_What this task involves_.
Take the listing below and write it out again exactly, skipping any picture that it holds.

_Material shown_.
================================
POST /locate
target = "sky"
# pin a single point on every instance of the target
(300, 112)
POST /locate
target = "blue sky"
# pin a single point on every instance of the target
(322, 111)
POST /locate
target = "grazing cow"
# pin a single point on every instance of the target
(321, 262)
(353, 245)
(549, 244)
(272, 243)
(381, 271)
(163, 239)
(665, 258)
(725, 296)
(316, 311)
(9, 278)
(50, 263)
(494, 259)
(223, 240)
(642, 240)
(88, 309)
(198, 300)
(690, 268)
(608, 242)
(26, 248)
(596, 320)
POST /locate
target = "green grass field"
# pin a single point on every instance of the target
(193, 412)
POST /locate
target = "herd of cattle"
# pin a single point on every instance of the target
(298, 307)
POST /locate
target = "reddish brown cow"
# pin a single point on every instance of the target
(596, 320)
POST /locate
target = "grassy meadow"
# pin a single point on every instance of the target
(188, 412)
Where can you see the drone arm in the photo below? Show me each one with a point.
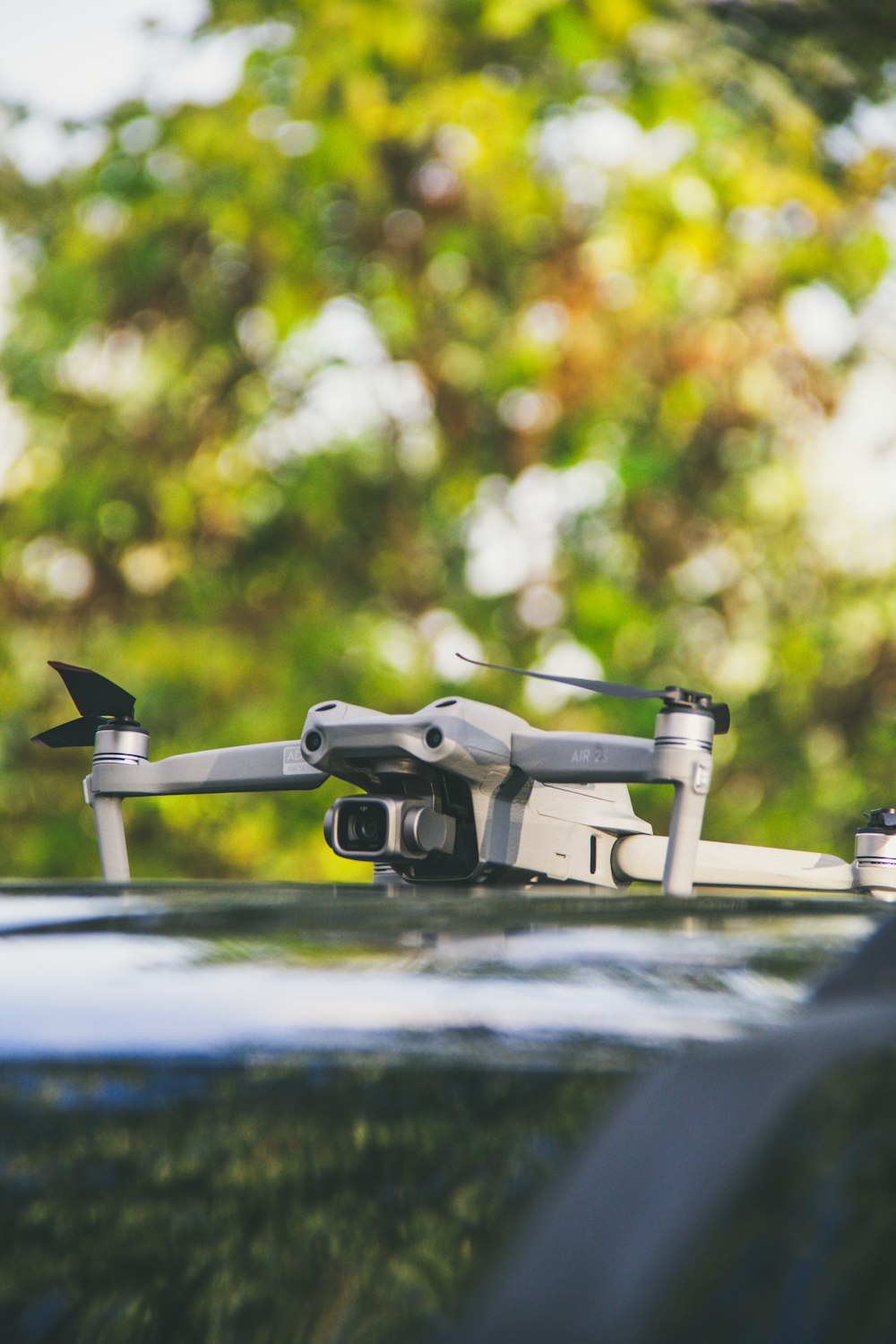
(110, 839)
(261, 768)
(643, 859)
================================
_Solution to this problem_.
POST /locate
target = "sky"
# pin a single point on every instance of the target
(300, 112)
POST /locate
target = "blue sky"
# pin a single point on every instance of the target
(322, 111)
POST /locate
target = "grazing cow"
# pin a single point on every instance of the target
(321, 262)
(353, 245)
(549, 244)
(272, 243)
(381, 271)
(163, 239)
(665, 258)
(725, 296)
(316, 311)
(9, 278)
(50, 263)
(494, 259)
(223, 240)
(642, 240)
(88, 309)
(198, 300)
(690, 268)
(608, 242)
(26, 248)
(596, 320)
POST /locate
target = "green grass field"
# pin a single point on every instance of the target
(193, 412)
POST /locate
target = "herd of cattle"
# pin a single point on every instance of the target
(298, 307)
POST /locate
target = "reddish brown cow"
# pin a single point on every instance of the target
(596, 320)
POST /locate
target = "grassy meadow"
# pin a single point on every instance of the target
(188, 412)
Where can you see the drone arm in the photo below? Show me each one with a point.
(110, 839)
(261, 768)
(643, 859)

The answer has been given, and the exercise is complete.